----- Record list

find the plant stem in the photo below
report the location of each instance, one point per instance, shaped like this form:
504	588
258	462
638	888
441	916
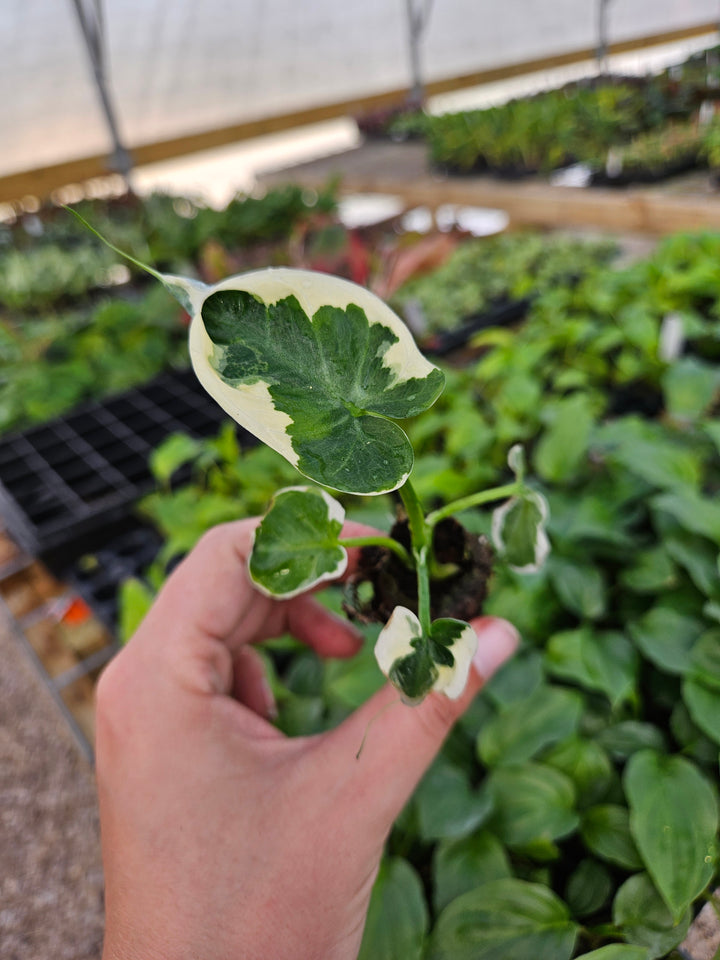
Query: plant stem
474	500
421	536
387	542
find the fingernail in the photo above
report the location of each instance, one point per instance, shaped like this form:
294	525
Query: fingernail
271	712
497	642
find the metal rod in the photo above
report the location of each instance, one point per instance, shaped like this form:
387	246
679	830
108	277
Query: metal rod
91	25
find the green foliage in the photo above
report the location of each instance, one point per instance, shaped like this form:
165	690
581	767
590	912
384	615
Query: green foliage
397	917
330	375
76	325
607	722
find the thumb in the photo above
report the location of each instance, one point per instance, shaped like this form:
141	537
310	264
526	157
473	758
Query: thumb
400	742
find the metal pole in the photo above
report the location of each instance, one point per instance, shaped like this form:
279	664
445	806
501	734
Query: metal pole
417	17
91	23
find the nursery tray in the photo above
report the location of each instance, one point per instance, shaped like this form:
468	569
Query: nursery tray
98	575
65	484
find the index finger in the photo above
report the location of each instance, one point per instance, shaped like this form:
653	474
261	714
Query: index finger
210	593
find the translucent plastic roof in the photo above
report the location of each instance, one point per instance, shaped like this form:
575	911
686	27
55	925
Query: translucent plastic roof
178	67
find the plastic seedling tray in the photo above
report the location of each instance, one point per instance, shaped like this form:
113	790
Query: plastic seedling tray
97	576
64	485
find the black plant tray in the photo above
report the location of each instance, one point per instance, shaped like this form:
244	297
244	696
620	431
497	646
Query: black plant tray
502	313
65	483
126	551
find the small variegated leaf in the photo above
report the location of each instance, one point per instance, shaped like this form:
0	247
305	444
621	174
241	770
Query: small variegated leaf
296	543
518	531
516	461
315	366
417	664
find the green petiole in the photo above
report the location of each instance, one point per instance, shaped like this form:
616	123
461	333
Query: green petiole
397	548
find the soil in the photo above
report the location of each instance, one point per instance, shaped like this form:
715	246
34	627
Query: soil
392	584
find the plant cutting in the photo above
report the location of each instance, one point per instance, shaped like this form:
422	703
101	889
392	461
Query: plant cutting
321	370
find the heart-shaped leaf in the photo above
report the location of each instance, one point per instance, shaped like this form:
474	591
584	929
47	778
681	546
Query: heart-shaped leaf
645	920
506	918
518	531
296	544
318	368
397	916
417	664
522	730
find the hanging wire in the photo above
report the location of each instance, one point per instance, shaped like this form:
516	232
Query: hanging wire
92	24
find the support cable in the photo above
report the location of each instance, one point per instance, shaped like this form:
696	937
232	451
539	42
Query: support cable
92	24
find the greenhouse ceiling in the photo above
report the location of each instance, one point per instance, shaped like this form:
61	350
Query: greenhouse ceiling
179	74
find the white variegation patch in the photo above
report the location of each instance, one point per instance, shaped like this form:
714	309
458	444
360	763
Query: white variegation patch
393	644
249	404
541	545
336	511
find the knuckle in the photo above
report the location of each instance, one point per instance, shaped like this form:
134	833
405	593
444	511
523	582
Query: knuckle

----------

What is expected |
Copy all the records above word for word, leaving out the picture.

Result of the exercise |
find the plant stem in the photo below
report the location of each instance, one point per instance, shaped like this form:
504	588
258	462
638	888
441	916
Query: plant stem
474	500
421	536
387	542
find the fingernail in the photo above
report the location of each instance, one point per instance, shaped like this form:
294	525
Query: fingernail
271	712
497	642
find the metal rod in the photo above
report the location of each instance, one point per instance, shaped like this form:
387	246
679	830
108	277
Query: metal rod
91	25
find the green foliage in the photo above
report the location of each instance, one point per instance, shaped like this form:
165	690
581	767
590	912
384	615
Query: green foliage
397	917
330	375
76	325
607	722
find the thumb in the photo above
report the location of each instance, one point per instance, shaped like this form:
141	537
310	264
526	157
473	758
Query: thumb
400	742
find the metal pole in the photo above
report the location of each instance, one point per instance, shaped like this form:
279	664
445	806
501	734
Query: metal pole
417	17
91	23
find the nursery tray in the photo above
report the location of each instance, one point per instance, shaped like this form:
468	569
Query: nursery tray
98	575
65	484
find the index finger in the photo above
report the location of each instance, one point per instance, shaped like this form:
653	474
261	714
Query: index finger
210	593
find the translucent plastic roof in the photo above
report the location of each instance, one point per instance, shaped like this form:
575	911
686	27
55	925
Query: translucent plastic roof
178	67
find the plastic seedling tray in the photo above
report the location of each instance, one point per instance, shaped like this form:
113	790
Query: plastic seedling tray
97	576
64	485
find the black plant tray in the photo above
report the location of each instance, one point per instance, shaped like this form:
244	297
244	696
620	431
497	646
Query: black plant tray
502	313
65	483
126	551
find the small variegated leaf in the photo above
report the location of each instance, one point per instance, shaped like this form:
0	247
305	444
621	174
241	770
Query: small variegated leaf
296	543
518	531
516	461
315	366
417	664
find the green petiole in the photo above
report the location of each instance, one point per instance, shaped like this form:
616	123
461	333
Query: green petiole
397	548
find the soil in the photo above
report the location of each instance, one point per instance, shaped like this form:
715	246
34	627
Query: soil
392	584
find the plant cutting in the photo above
report the location of each instance, one point per instance, shaped like this form:
422	703
101	889
392	461
Query: plant cutting
321	370
find the heart-shaped leaf in the photo above
report the location of each instance, one point per instance, shaped like this form:
474	591
584	929
47	778
681	546
Query: heart-shaped leaf
645	920
506	918
518	531
296	544
318	368
397	916
417	664
522	730
find the hanging wire in the photo above
report the location of each instance, one point per instance, shaped like this form:
516	232
Query: hanging wire
92	24
find the support cable in the photo above
report the location of each instance, one point per instance, shaped like this form:
696	937
232	451
539	42
Query: support cable
92	24
find the greenhouse ceiling in the photo above
report the location of each instance, one point per instance, shaped like this form:
61	350
Query: greenhouse ceiling
179	74
find the white variegation patch in the photo above
report the location of each instance, one point per instance, shaped like this form:
714	309
458	444
360	763
Query: white variegation patch
393	644
249	404
541	545
336	511
find the knuckle in the photo above
report the location of each instance, one point per instance, shaped like this form:
134	833
405	593
444	511
523	582
Query: knuckle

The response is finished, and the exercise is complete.